--- START Data provided ---

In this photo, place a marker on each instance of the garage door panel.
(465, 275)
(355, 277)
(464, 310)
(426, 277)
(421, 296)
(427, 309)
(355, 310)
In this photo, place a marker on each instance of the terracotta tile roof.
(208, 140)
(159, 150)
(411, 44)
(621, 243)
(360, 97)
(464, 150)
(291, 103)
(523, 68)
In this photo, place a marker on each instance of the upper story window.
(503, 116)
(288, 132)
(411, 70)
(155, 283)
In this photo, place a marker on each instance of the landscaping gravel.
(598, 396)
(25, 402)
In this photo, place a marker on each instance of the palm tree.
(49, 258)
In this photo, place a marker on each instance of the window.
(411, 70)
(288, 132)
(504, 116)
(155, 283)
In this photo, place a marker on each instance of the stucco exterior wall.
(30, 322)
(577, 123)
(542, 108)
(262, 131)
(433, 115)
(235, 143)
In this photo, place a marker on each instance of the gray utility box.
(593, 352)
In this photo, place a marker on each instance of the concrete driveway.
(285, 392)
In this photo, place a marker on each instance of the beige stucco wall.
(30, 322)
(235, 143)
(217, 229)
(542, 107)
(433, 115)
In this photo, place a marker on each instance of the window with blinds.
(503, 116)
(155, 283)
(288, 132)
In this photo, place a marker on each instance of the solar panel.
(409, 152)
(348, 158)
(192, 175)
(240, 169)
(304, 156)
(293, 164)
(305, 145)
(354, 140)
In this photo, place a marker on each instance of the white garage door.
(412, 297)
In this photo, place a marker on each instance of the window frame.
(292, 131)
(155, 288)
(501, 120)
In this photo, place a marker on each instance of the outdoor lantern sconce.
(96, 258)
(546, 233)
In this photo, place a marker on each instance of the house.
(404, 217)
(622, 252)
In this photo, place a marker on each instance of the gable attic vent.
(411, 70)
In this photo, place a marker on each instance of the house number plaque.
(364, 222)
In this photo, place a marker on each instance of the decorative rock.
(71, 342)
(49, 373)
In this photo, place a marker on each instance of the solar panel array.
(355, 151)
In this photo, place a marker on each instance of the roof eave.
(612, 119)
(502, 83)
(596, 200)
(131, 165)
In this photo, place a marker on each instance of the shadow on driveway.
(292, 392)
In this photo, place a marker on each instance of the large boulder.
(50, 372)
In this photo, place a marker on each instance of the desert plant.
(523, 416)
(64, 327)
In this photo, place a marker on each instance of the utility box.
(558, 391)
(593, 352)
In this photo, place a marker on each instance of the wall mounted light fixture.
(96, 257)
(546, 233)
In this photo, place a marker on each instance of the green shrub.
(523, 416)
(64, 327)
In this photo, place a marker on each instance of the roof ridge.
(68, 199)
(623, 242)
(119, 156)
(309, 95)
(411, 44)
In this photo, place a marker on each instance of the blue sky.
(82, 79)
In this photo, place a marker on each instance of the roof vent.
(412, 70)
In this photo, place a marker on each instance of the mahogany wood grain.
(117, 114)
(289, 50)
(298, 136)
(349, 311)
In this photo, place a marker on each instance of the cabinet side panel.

--- END Data provided ---

▶ [What is being asked] Shift every coordinate in the answers by adding 136 to each number. Rewrite every line in full, from the line containing "the roof ridge." through the end of the last item, and leave all other text unchanged.

▶ [Task response]
In this photo, place a marker on each instance of the roof ridge.
(204, 335)
(759, 378)
(255, 292)
(445, 231)
(547, 180)
In this photo, place a marker on each instance of the blue sky.
(218, 215)
In this photo, place a marker on each instance of the roof vent.
(548, 206)
In this photo, place a marker on each instance of the mahogany wood grain.
(253, 250)
(425, 186)
(434, 272)
(485, 447)
In this photo, place a marker on each instance of the cabinet side panel.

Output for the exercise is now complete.